→ Your instructions: Check each line of the listing below for the string "person", and copy the ones that have it.

----------

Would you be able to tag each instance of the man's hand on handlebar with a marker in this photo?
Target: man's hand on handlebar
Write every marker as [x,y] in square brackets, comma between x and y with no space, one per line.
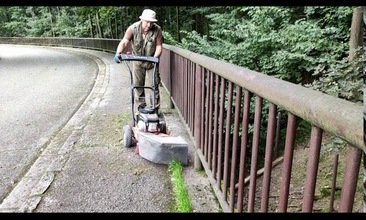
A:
[117,58]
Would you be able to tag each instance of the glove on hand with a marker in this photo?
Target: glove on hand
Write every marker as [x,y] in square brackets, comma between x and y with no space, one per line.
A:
[117,58]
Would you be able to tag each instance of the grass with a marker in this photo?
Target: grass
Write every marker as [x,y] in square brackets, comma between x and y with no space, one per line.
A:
[183,204]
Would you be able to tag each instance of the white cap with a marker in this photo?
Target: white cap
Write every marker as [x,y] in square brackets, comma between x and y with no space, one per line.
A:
[148,15]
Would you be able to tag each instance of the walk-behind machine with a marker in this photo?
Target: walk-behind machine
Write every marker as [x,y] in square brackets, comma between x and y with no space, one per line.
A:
[148,131]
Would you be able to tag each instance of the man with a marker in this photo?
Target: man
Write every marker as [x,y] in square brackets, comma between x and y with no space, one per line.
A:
[146,40]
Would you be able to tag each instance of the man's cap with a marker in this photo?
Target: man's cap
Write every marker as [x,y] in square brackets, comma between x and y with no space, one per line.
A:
[148,15]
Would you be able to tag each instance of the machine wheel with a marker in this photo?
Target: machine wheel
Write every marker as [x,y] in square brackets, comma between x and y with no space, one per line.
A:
[127,136]
[163,128]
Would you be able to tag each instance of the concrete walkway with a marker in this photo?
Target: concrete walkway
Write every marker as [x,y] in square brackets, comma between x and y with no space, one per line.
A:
[86,168]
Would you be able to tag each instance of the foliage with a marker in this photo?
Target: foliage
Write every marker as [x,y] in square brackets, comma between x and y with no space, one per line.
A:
[290,43]
[182,199]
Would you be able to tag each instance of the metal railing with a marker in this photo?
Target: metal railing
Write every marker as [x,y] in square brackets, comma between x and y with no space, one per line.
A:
[235,117]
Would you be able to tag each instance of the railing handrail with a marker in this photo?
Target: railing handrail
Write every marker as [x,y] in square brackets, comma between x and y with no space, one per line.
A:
[346,121]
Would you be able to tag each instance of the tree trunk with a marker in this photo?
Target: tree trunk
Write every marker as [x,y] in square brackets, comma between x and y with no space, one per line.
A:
[178,30]
[51,21]
[91,26]
[99,28]
[356,36]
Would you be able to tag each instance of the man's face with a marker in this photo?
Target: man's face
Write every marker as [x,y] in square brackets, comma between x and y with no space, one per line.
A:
[146,25]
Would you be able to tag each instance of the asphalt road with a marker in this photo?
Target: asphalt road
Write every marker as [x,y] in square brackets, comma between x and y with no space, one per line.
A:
[61,116]
[40,91]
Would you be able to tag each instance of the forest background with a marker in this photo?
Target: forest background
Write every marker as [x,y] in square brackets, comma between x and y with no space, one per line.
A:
[319,47]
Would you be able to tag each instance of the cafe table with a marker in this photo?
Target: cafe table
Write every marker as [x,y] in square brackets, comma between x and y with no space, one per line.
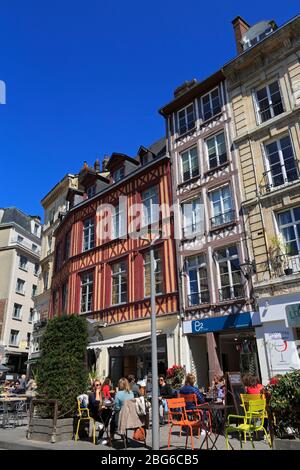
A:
[7,401]
[219,413]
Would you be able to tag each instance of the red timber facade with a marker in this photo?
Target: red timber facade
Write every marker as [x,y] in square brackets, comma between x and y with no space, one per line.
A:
[106,278]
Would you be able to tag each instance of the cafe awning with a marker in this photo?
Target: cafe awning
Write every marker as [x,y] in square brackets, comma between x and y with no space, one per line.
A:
[118,341]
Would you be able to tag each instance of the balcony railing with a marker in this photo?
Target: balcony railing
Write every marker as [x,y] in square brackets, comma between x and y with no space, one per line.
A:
[198,298]
[231,293]
[222,219]
[272,182]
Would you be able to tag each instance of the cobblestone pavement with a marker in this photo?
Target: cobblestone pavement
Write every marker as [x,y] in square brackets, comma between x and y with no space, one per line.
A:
[15,438]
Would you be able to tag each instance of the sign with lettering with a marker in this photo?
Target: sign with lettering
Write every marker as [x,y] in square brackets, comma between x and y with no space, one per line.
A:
[293,315]
[241,320]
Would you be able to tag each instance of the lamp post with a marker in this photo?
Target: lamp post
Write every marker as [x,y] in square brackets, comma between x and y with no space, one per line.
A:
[155,407]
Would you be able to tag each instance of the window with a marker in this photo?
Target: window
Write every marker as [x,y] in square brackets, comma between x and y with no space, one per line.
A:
[119,222]
[88,234]
[190,164]
[36,269]
[119,283]
[23,262]
[268,102]
[17,314]
[64,297]
[221,207]
[67,246]
[91,191]
[229,274]
[191,217]
[198,291]
[150,206]
[289,226]
[186,119]
[55,302]
[34,288]
[281,162]
[158,273]
[14,338]
[31,315]
[20,288]
[118,174]
[211,104]
[216,149]
[87,289]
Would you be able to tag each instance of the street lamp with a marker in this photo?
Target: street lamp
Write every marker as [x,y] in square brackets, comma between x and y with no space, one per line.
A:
[155,407]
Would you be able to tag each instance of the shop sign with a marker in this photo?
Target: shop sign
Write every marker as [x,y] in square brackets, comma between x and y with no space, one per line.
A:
[293,315]
[207,325]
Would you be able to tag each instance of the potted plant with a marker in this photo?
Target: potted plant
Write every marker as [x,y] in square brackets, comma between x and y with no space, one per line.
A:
[175,376]
[283,397]
[62,376]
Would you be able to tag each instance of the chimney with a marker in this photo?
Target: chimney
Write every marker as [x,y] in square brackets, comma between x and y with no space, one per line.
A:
[240,28]
[104,162]
[97,166]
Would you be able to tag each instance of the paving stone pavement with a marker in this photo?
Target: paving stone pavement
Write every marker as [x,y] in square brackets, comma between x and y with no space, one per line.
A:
[15,439]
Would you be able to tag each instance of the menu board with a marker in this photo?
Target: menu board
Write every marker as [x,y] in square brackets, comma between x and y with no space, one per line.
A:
[235,387]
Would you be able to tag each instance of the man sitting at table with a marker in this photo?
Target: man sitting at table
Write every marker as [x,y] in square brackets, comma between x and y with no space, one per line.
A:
[189,388]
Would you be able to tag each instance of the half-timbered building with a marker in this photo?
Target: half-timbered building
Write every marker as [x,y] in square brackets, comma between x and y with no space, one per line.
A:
[105,274]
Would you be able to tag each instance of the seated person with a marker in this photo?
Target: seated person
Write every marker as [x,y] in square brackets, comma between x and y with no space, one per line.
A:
[189,388]
[252,385]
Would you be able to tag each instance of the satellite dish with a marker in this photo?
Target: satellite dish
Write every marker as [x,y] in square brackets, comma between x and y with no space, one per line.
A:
[257,32]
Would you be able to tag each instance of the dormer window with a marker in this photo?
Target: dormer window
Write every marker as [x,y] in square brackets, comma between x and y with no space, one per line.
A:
[91,191]
[118,174]
[186,119]
[211,104]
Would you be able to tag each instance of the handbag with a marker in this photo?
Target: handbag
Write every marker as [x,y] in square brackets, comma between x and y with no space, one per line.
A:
[139,434]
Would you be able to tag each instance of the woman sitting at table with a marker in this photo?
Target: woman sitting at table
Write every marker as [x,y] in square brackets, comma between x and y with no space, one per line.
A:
[190,388]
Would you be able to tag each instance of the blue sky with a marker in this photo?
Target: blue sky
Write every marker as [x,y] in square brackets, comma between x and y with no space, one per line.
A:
[86,78]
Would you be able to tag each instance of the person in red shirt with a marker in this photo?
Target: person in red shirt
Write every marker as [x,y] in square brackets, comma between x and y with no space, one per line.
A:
[252,384]
[106,386]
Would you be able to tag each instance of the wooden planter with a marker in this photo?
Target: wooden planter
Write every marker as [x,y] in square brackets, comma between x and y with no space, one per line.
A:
[49,429]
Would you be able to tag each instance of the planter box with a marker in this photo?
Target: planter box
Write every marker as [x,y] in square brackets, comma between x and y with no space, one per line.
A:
[42,429]
[286,444]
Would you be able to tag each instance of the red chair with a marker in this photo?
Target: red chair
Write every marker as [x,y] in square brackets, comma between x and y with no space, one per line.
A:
[178,417]
[192,398]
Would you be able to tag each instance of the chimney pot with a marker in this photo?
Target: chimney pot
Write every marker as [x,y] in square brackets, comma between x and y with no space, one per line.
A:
[240,27]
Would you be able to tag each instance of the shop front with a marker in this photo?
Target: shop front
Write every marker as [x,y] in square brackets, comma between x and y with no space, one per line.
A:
[126,348]
[222,344]
[278,338]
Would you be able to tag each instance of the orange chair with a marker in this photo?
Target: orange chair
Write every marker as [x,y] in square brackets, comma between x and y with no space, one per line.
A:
[192,398]
[178,417]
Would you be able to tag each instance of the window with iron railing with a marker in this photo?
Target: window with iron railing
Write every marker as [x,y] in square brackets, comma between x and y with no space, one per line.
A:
[222,210]
[268,102]
[282,167]
[186,119]
[230,276]
[198,290]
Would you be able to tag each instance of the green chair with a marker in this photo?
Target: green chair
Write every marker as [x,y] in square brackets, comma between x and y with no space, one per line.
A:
[252,422]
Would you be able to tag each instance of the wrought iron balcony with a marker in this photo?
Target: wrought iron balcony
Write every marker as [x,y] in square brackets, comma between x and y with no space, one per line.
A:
[222,219]
[198,298]
[231,292]
[271,182]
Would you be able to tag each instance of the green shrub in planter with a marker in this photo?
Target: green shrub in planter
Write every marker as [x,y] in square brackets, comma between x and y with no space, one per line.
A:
[62,367]
[283,395]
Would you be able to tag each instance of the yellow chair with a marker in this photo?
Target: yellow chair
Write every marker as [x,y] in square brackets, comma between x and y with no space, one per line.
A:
[253,421]
[84,415]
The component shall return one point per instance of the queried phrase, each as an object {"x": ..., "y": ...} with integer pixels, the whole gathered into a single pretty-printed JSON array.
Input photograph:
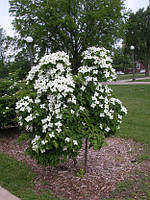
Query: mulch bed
[{"x": 113, "y": 163}]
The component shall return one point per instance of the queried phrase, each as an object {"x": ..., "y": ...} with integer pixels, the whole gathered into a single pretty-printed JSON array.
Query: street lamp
[
  {"x": 133, "y": 68},
  {"x": 29, "y": 40}
]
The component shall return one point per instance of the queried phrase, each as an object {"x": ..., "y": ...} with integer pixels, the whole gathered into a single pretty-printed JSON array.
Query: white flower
[
  {"x": 72, "y": 111},
  {"x": 75, "y": 142},
  {"x": 107, "y": 129},
  {"x": 67, "y": 139},
  {"x": 42, "y": 150},
  {"x": 119, "y": 116},
  {"x": 83, "y": 88},
  {"x": 82, "y": 108},
  {"x": 101, "y": 126},
  {"x": 51, "y": 135},
  {"x": 29, "y": 118}
]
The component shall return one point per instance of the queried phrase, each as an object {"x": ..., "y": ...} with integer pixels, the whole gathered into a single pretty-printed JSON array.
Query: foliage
[
  {"x": 121, "y": 59},
  {"x": 8, "y": 97},
  {"x": 65, "y": 109},
  {"x": 138, "y": 34},
  {"x": 68, "y": 25},
  {"x": 23, "y": 187}
]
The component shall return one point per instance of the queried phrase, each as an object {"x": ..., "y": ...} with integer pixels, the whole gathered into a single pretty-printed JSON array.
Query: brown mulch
[{"x": 113, "y": 163}]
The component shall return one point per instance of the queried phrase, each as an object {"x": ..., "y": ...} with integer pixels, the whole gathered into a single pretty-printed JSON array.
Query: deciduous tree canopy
[
  {"x": 68, "y": 25},
  {"x": 138, "y": 34}
]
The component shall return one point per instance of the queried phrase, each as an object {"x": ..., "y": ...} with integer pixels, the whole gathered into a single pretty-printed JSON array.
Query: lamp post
[
  {"x": 29, "y": 40},
  {"x": 133, "y": 68}
]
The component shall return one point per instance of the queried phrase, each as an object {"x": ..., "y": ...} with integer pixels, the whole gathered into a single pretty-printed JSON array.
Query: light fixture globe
[
  {"x": 29, "y": 39},
  {"x": 132, "y": 47}
]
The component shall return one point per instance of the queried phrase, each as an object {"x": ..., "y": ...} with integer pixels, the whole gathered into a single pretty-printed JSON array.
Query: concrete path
[
  {"x": 130, "y": 82},
  {"x": 5, "y": 195}
]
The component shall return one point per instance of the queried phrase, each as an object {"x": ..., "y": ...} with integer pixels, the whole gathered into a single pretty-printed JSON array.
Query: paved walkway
[
  {"x": 5, "y": 195},
  {"x": 130, "y": 82}
]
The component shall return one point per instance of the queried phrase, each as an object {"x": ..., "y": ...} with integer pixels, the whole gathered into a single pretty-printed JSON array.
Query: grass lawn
[
  {"x": 137, "y": 126},
  {"x": 145, "y": 80},
  {"x": 19, "y": 180},
  {"x": 129, "y": 76}
]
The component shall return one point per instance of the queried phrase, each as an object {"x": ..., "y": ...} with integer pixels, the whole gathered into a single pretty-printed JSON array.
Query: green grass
[
  {"x": 136, "y": 125},
  {"x": 18, "y": 178},
  {"x": 136, "y": 188},
  {"x": 129, "y": 76},
  {"x": 144, "y": 80}
]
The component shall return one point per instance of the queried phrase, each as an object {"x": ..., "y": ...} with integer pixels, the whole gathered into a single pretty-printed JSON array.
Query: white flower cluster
[
  {"x": 55, "y": 82},
  {"x": 100, "y": 64},
  {"x": 65, "y": 110},
  {"x": 51, "y": 58}
]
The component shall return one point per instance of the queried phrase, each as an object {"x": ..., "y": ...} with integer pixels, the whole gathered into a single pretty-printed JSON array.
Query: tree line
[{"x": 73, "y": 26}]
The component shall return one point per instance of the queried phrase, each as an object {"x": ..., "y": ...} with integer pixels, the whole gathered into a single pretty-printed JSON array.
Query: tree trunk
[
  {"x": 147, "y": 70},
  {"x": 85, "y": 155}
]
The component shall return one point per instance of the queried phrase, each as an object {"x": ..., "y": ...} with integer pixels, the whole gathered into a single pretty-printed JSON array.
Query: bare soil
[{"x": 115, "y": 162}]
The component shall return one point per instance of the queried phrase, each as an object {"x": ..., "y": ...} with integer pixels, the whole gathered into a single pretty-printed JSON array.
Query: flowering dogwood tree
[{"x": 65, "y": 109}]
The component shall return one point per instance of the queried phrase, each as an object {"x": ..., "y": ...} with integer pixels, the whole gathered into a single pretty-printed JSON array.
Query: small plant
[
  {"x": 81, "y": 172},
  {"x": 23, "y": 137}
]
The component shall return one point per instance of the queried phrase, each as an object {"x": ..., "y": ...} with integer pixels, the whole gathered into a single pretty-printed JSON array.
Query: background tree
[
  {"x": 138, "y": 34},
  {"x": 68, "y": 25},
  {"x": 121, "y": 59}
]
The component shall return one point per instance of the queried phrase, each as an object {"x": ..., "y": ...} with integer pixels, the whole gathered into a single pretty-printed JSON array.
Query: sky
[{"x": 6, "y": 20}]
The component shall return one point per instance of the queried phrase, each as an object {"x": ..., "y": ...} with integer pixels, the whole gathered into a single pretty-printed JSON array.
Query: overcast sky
[{"x": 5, "y": 19}]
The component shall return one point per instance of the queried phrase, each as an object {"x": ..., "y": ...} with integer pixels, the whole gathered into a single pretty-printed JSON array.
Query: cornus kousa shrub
[
  {"x": 51, "y": 114},
  {"x": 66, "y": 109},
  {"x": 8, "y": 90},
  {"x": 104, "y": 111}
]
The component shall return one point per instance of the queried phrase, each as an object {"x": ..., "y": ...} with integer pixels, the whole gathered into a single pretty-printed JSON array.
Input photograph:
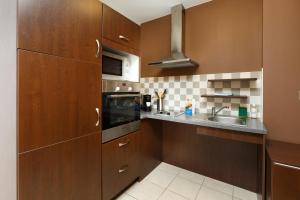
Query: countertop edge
[{"x": 205, "y": 123}]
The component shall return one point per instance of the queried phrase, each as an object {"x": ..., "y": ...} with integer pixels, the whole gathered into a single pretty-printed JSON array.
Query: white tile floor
[{"x": 168, "y": 182}]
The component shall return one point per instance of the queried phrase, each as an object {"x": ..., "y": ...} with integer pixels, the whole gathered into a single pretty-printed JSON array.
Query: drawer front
[
  {"x": 120, "y": 164},
  {"x": 286, "y": 182},
  {"x": 120, "y": 29}
]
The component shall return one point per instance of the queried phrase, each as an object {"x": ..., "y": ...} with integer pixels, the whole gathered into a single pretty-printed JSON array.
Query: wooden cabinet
[
  {"x": 283, "y": 171},
  {"x": 120, "y": 164},
  {"x": 151, "y": 146},
  {"x": 65, "y": 171},
  {"x": 58, "y": 98},
  {"x": 67, "y": 28},
  {"x": 119, "y": 29}
]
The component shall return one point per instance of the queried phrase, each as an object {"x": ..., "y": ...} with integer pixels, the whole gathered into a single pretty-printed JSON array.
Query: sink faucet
[{"x": 214, "y": 112}]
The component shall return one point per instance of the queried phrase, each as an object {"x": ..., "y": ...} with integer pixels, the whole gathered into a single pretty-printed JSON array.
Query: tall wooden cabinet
[{"x": 59, "y": 75}]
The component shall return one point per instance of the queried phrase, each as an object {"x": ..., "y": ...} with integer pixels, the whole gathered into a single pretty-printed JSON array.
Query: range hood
[{"x": 178, "y": 59}]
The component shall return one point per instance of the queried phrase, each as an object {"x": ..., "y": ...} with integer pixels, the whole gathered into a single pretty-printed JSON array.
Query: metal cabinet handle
[
  {"x": 98, "y": 113},
  {"x": 123, "y": 169},
  {"x": 98, "y": 48},
  {"x": 123, "y": 38},
  {"x": 122, "y": 144}
]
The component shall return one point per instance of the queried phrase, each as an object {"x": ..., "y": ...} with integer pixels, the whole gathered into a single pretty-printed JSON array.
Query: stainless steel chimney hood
[{"x": 178, "y": 59}]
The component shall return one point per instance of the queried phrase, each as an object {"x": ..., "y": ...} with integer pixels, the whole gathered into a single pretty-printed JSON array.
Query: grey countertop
[{"x": 252, "y": 125}]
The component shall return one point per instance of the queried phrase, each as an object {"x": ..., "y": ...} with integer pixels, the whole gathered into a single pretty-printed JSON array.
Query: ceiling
[{"x": 141, "y": 11}]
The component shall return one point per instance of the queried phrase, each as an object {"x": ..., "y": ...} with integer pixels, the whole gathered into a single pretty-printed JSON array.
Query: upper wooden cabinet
[
  {"x": 58, "y": 98},
  {"x": 119, "y": 29},
  {"x": 67, "y": 28}
]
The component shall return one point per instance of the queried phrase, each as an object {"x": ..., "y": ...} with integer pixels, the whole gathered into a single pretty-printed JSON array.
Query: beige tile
[
  {"x": 169, "y": 195},
  {"x": 161, "y": 177},
  {"x": 244, "y": 194},
  {"x": 145, "y": 191},
  {"x": 168, "y": 168},
  {"x": 125, "y": 197},
  {"x": 210, "y": 194},
  {"x": 194, "y": 177},
  {"x": 184, "y": 187},
  {"x": 218, "y": 185}
]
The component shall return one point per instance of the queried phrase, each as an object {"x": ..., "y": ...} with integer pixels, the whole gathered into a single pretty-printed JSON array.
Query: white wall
[{"x": 8, "y": 100}]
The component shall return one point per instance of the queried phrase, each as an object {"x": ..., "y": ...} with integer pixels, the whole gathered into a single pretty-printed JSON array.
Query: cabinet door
[
  {"x": 151, "y": 146},
  {"x": 120, "y": 29},
  {"x": 285, "y": 182},
  {"x": 120, "y": 164},
  {"x": 58, "y": 98},
  {"x": 67, "y": 28},
  {"x": 66, "y": 171}
]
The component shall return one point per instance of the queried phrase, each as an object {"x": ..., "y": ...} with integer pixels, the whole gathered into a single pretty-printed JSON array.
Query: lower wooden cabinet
[
  {"x": 151, "y": 146},
  {"x": 120, "y": 162},
  {"x": 69, "y": 170},
  {"x": 283, "y": 171}
]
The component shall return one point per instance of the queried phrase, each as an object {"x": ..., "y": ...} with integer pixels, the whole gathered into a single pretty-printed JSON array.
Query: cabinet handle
[
  {"x": 98, "y": 48},
  {"x": 98, "y": 118},
  {"x": 285, "y": 165},
  {"x": 122, "y": 144},
  {"x": 123, "y": 169},
  {"x": 123, "y": 38}
]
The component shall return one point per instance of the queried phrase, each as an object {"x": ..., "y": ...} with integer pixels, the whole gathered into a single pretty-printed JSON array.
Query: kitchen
[{"x": 190, "y": 99}]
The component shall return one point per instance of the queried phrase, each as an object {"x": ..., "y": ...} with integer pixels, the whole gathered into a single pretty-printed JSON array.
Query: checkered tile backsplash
[{"x": 181, "y": 88}]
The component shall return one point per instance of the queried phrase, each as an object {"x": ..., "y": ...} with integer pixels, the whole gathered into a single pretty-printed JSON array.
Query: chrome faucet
[{"x": 214, "y": 112}]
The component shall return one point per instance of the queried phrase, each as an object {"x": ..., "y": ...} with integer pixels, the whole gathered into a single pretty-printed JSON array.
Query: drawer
[
  {"x": 120, "y": 29},
  {"x": 120, "y": 164}
]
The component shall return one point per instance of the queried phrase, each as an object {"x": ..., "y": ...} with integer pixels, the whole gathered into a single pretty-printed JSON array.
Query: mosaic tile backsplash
[{"x": 181, "y": 88}]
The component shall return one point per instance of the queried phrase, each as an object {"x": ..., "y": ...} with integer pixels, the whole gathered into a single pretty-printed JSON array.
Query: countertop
[{"x": 252, "y": 125}]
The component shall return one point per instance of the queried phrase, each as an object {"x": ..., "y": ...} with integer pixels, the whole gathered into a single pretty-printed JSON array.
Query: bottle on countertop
[{"x": 253, "y": 111}]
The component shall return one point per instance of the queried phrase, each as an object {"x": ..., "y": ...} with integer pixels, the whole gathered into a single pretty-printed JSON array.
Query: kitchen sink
[{"x": 228, "y": 120}]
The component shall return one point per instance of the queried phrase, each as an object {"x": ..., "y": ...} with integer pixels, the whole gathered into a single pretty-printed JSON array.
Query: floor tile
[
  {"x": 168, "y": 168},
  {"x": 145, "y": 190},
  {"x": 184, "y": 187},
  {"x": 218, "y": 185},
  {"x": 194, "y": 177},
  {"x": 244, "y": 194},
  {"x": 125, "y": 197},
  {"x": 169, "y": 195},
  {"x": 210, "y": 194},
  {"x": 160, "y": 177}
]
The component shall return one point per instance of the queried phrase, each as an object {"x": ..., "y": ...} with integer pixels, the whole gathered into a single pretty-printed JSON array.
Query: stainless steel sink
[{"x": 228, "y": 120}]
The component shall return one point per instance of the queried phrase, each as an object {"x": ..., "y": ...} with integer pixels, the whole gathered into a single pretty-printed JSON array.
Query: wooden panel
[
  {"x": 283, "y": 171},
  {"x": 116, "y": 25},
  {"x": 57, "y": 99},
  {"x": 151, "y": 146},
  {"x": 67, "y": 28},
  {"x": 227, "y": 160},
  {"x": 284, "y": 152},
  {"x": 120, "y": 154},
  {"x": 69, "y": 170},
  {"x": 286, "y": 183}
]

----------

→ Exercise response:
Would you be able to tag each instance of the seated person with a marker in this photo?
Target: seated person
Would you be able to tag each instance of the person in red shirt with a marker in this photo?
Target: person in red shirt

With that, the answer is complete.